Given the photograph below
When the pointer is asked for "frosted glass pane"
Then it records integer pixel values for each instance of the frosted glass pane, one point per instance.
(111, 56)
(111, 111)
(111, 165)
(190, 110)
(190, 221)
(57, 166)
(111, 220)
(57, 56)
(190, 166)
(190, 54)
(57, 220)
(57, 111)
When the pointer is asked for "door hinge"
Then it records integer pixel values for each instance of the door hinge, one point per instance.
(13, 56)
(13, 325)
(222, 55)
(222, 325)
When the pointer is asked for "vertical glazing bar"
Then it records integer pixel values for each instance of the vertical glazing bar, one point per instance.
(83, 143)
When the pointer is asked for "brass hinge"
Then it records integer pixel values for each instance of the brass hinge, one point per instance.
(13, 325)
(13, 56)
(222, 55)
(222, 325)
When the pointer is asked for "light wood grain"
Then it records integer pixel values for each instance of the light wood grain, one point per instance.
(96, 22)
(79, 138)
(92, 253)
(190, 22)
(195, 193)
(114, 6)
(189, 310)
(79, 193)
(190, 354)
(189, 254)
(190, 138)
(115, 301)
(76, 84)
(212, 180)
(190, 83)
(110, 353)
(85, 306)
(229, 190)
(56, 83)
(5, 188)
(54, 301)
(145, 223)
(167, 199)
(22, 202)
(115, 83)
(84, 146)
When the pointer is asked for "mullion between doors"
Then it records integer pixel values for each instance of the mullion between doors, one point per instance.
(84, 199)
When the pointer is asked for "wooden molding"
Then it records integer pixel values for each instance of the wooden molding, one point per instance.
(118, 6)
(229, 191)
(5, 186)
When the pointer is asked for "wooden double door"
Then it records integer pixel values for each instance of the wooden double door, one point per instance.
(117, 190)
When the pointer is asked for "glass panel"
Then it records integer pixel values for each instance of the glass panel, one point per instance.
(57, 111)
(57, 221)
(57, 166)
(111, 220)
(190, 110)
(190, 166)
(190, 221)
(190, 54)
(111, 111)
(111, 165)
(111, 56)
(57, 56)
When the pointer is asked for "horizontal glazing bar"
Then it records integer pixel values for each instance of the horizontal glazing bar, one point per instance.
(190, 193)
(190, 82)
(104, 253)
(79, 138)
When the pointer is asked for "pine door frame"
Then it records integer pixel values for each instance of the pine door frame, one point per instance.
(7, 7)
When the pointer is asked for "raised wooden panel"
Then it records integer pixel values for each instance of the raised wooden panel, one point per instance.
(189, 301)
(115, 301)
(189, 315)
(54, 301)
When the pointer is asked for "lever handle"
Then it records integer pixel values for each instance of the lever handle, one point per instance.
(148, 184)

========================================

● The request
Which lines in the listing above contain the word "wooden"? Copy out each such line, matching case exactly.

● Exercise answer
When the pointer is asked for "wooden molding"
Then it records integer pixel values for each instance of the wooden molding, one point per instance.
When the pointer is asked for "wooden double door"
Then it records integer pixel values for each instance of the wooden double door, one point per instance.
When the pointer is asked for "raised wooden panel"
Then it records integer pixel values for each instance of the raised wooden panel, one point per instance.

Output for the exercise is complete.